-- Goal --
Every entry needs to be printed exactly, please.

-- Records for this task --

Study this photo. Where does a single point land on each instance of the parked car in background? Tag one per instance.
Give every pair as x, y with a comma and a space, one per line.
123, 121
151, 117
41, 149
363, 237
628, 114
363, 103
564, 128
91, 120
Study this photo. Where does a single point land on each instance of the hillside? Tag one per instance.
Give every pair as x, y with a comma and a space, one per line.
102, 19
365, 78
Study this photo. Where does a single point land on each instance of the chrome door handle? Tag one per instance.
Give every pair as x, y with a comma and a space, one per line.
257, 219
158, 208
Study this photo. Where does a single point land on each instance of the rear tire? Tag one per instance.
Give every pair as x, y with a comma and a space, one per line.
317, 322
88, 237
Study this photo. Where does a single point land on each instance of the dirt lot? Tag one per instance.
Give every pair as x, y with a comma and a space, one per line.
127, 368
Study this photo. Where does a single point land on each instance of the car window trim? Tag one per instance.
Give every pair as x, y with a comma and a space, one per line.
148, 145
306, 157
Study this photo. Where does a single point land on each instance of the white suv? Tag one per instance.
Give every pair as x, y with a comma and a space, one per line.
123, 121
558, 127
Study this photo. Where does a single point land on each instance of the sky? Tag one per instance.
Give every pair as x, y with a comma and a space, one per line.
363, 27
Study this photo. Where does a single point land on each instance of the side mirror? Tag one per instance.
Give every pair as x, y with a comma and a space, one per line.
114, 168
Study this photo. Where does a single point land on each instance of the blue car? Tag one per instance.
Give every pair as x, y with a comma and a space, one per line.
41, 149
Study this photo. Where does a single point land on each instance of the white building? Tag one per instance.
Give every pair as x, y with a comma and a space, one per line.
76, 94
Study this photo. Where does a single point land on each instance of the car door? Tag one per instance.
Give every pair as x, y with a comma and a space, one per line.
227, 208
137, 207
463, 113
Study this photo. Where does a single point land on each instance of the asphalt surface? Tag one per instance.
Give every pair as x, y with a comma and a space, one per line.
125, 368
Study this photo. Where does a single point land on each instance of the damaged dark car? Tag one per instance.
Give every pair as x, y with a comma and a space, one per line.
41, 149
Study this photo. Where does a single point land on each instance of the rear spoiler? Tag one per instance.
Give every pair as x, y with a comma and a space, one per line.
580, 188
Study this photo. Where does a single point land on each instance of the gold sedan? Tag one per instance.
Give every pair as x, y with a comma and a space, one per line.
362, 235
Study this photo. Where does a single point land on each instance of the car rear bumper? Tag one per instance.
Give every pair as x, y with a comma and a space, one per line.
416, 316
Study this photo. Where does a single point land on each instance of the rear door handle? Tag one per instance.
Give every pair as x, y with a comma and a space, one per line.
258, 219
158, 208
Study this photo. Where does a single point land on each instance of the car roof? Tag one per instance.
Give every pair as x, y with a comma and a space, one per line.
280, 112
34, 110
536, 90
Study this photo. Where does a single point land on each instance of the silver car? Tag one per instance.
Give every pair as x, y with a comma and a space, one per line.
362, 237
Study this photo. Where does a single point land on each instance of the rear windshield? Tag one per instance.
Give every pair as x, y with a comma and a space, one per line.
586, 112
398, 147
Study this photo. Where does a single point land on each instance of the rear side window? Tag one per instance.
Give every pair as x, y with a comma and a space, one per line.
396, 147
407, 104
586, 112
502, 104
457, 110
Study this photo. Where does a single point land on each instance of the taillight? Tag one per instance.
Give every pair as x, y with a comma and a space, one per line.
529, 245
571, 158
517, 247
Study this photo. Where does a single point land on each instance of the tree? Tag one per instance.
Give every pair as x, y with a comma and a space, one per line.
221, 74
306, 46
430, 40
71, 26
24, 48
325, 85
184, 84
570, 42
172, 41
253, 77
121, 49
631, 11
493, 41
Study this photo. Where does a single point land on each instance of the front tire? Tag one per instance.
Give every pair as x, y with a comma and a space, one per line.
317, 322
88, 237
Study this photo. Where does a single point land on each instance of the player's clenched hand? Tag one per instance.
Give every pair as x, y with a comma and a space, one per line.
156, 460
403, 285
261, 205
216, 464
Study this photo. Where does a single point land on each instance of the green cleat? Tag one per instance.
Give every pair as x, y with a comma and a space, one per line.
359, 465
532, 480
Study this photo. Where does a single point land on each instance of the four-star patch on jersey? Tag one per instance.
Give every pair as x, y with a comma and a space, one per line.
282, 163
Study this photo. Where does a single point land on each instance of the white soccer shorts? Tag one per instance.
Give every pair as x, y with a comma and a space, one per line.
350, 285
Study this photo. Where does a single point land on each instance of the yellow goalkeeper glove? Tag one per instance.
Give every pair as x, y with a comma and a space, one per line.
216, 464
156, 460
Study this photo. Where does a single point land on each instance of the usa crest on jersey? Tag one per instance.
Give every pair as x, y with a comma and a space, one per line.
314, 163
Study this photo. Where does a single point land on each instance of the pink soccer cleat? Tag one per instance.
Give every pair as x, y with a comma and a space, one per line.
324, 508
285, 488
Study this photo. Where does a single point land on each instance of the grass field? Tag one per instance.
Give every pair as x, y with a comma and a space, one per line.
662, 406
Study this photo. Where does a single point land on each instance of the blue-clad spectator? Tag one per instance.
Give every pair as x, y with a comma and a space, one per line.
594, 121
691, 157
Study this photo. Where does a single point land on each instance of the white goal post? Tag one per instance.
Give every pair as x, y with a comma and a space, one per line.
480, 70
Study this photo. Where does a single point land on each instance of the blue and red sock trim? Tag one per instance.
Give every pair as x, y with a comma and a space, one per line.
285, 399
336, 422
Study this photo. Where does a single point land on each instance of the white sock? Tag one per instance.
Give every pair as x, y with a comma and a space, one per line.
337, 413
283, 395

-- Full response --
Study this photo. Where does a single point land on each instance of the parked car in background? Tag one per instance.
Give every pair as x, y with a comma and a space, one per line.
123, 121
151, 117
41, 149
363, 237
628, 114
363, 103
564, 128
91, 120
Study this photo. Where does a single point land on each instance of the hillside? Tag one per instance.
Give every pair as x, y with a comma and a space, one per line.
102, 19
365, 78
Study this photo. Where does a single point land on each instance of the chrome door handle? Tag one per instance.
Give every pair as x, y with a comma and a space, one per line.
257, 219
158, 208
Study this photo. Where does a single point land on each instance of the rear tire? Tag one per instance.
Give every pair as x, y with a comma and a space, one per line.
317, 322
88, 237
Study this photo. Where does a single point land on each instance of the dirt lot? Tag one per instance.
Give every pair as x, y with a comma and a space, one per line.
127, 368
Study this photo. Where does a single point land on each instance of the car window trim? Tag one per instance.
Give every pair as x, y with a comma and a space, one per line.
148, 145
306, 157
Study this photo. Where does a single point land on each instance of the white suv? Tag one per instance.
Give every pair as x, y with a comma and a space, one per line.
123, 121
558, 127
Study this photo. Where does a single point land on each instance of the sky? Tag one per instance.
Give every pair as x, y with a comma and a space, one per line.
363, 27
Study this photo. Where does a single point land on each instance of the side mirror? Tag one per instance.
Give every pair as x, y with a comma and a space, one per line.
114, 168
Study this photo. Where does a single point land on each instance of the blue car? Tag one per instance.
Give every pair as x, y with a comma and a space, one per line.
41, 149
Study this photo. Where does a single point land on each instance of the white building? Tag one per instance.
Give every pair as x, y with a comma and a space, one per line.
76, 94
Study this photo. Where does a single point land on each instance of the car door? Tag one per instance.
Give every pair as x, y with a comma and a space, one per line.
227, 208
137, 207
463, 113
Study this photo. Where does a single point land on each instance of the asphalt surface? Tag one per instance.
Give every pair as x, y with a comma and a space, one per line.
125, 368
Study this photo. Where does a single point land on each instance of the damaged dark car? Tag one per instance.
Give every pair as x, y with a comma and a space, one per line.
41, 149
Study this photo. Where does a single point land on each instance of the rear spoiler? Tag one per instance.
Give every pair as x, y with a comma and a space, one per line.
580, 188
Study this photo. Where does a single point land on each instance of the gold sedan? Tag one per instance.
Give every pair as x, y with a comma and a space, one per line.
362, 235
Study this photo. Where does a single point land on each instance of the car rear bumper? Tag one per instance.
Give every pair as x, y with a comma and a space, one per line.
416, 316
Study this photo. Where does a single point land on each instance of the rear door handle? Tag one per instance.
Give every pair as x, y with a comma and a space, one per line.
258, 219
158, 208
Study this photo. Where does a single point land on each instance of the car roof? Tag one per instance.
Give every pair as x, y with a comma and a space, one per line.
280, 112
34, 110
536, 90
Study this photo. Where does a single point land on each instance of the silver car? Tag one per instance.
Give every pair as x, y with a comma and a space, one per line.
362, 237
Study this photo. Where does a single point land on each instance of the rear windshield? Tag one per instance.
Give every pair as x, y with a comma and a space, one per line.
586, 112
398, 147
Study this photo. Where does a single point land on each instance of the rear side window? Tag one per instance.
Give every pair as x, y with a comma and a space, one per line.
396, 147
407, 104
586, 112
502, 104
457, 110
Study this photo. Where does a single point land on each instance of the taillight? Tag one per instance.
Give every pair as x, y with a comma and a space, one per line.
529, 245
571, 158
517, 247
Study this photo. Where does a single point land on each instance of the tree? Tag one per instance.
Give every pair as x, y with a comma and a space, one per line.
221, 74
306, 46
430, 40
71, 26
24, 48
325, 85
184, 84
570, 42
172, 41
253, 77
121, 49
631, 11
493, 41
Study this photo. Where does a single point land on each instance of the front tire? Tag one per instance.
Give every pair as x, y with a comma and a space, one per line.
317, 322
88, 237
Study this photo. Where does a single point land on each instance of the player's clenched hand? Tag one per instance.
Give every pair as x, y with a comma and a space, one per line.
156, 460
403, 285
261, 205
216, 464
Study this photo. Where does a single point land on each instance of the green cleat? Tag one per instance.
Give every pair as x, y with a comma and a space, one per line.
359, 465
532, 480
Study this photo. Where does a single point land on each instance of the four-star patch on jersey? Tag one per instance.
Give every pair as x, y with a comma and a space, one per line.
282, 163
Study this photo. Where does a single point land on each instance of the white soccer shorts? Tag one per instance.
Give every pair as x, y with a comma and a space, one per line.
350, 285
Study this photo. Where does a single point land on each instance of the yellow goalkeeper glove? Tag one per instance.
Give every pair as x, y with a comma and a space, one per line.
216, 464
156, 460
Study this photo. Where does a single point land on each instance of the usa crest on jersey? Tag one per instance.
Give every pair as x, y with a comma and a space, one per line.
314, 163
Study this photo. Where does a single point land on each instance of the pink soccer cleat? Tag one per instance.
Give every pair as x, y with a comma and a space, one per line.
324, 508
285, 488
Study this photo. Where does a single point land on each instance of the grass field? Tag one per instance.
Give every pair as x, y with a comma and a space, one per line.
662, 406
Study this photo. Where does a single point land on each instance of the blue-clad spectator? Tag one per instance.
Give every pair as x, y with a comma and a space, one per line.
594, 121
691, 157
Study this photo. Where does a single point land on each instance of the white goal post? Tag one per instance.
Give every pair as x, y with a comma and a space, one per line.
480, 70
Study this photo. Where does a single point land on each instance of the blue and red sock trim? Tag one per instance.
Give every pair as x, y with a comma and a space, one per line.
285, 399
336, 422
Study this photo. Where does a single point land on each instance of the white sock? Tag one per instance.
Give every pair as x, y with a comma and a space, one per line.
337, 413
283, 395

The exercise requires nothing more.